• **What the task requires**:
Translate this sentence from the blog post on exam chaos into Spanish: "This whole situation has made me fear my next year of school."

• **Excerpted passage**:
A fifteen-year-old’s Take on Exam Chaos

One of our regular bloggers, Aimee Collins, on her hopes and fears for the year ahead.

No one really knows how this year should have been handled. It began with few tragedies and a light of hope for those who needed a fresh start. However, this quickly turned into a worldwide tragedy with the human race needing to work together by staying apart, in order to fight the virus we were faced with.

Most people have written off this year without a second thought. They are just plowing on with their lives to make it through to the next year. But for some, it wasn’t that easy. Those still in education are faced with an exam situation that no one has ever experienced and a results day more feared than ever before. Students are worried about what their futures hold, while also having to worry about staying apart from those friends they love dearly. 

On the 20th of August, the GCSE students of 2020 were able to hold in their hands the results they got for their GCSEs, that they didn’t even take. They will look at the sheet of paper that tells them whether they made it where they want to go, or not, and think that they really had very little power in writing those numbers. 

The same feelings apply for those who got their A-level results just a few days before. A lot of those who received their A-level results were not happy with what they saw. A friend of mine told me that her brother was gutted when he found out that he wasn’t able to go to the university he had been dreaming of attending. The results he was given were not the results he needed and as a consequence he has had to accept a place somewhere he did not want to go. He believed that if he had been able to take the exams as normal then he would have been able to get the results he needed. 

Because of this, I did not like the way the government initially decided to source this year’s exam results. Many were left disappointed, upset and annoyed. Lots of those hopeful for good results were left in the dust and stranded with an option they didn’t want to take. A lot of those in this situation took that option and accepted their loss.

However, recently the government changed their minds. They allowed the results that teachers wanted to give their students, but, for most, it was already too late. So, the opportunity was lost and they were still stuck. 

This whole situation has made me fear my next year of school. When I return to school in September I will be year 11 with exams awaiting me. Currently, there are no permanent ideas for how the year will look and that thought worries not only me but many students across the country; from year 11’s to sixth form to university students.

As well as there being no certain exams, the world we will return to will be nothing like the one we knew before. The people we have been missing most and the side of school students crave will be extremely difficult to access. Those in lower years will most likely be stuck with seeing the same people in school for a long time.

 On the other hand, I completely understand that the government is doing their best to keep the country and all of those we love safe. Keeping away from one another as much as possible is extremely important, but we cannot forget to see those we love and to keep our hearts light with our heads held high. Make sure to keep your body and your mind safe from the virus.

• **Data listing**:
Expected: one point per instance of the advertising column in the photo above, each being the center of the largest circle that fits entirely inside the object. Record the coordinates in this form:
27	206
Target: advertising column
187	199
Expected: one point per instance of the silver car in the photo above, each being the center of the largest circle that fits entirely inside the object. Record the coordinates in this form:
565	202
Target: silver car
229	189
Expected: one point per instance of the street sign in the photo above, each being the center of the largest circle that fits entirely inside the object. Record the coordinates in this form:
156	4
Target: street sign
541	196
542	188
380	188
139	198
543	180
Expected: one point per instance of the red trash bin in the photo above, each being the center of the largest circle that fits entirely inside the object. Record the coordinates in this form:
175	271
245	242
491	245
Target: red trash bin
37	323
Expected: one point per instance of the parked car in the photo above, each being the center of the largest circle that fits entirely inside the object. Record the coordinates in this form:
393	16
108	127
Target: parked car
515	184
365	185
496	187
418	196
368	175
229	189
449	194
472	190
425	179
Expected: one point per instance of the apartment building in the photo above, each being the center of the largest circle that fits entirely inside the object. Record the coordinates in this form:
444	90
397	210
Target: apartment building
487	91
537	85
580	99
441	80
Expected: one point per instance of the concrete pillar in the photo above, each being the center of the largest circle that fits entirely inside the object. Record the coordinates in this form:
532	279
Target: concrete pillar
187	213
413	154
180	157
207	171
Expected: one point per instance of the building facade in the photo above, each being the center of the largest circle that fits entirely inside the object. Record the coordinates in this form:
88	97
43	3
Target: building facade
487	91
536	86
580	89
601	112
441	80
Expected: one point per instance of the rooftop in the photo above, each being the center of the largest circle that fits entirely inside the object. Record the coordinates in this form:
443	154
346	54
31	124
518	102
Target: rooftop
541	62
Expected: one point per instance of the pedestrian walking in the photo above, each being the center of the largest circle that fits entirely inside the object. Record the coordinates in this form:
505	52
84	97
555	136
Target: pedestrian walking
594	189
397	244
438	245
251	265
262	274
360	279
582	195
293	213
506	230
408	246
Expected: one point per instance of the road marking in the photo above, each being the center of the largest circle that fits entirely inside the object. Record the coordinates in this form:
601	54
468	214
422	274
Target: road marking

• **Answer space**:
Toda esta situación me ha hecho temer mi próximo año escolar.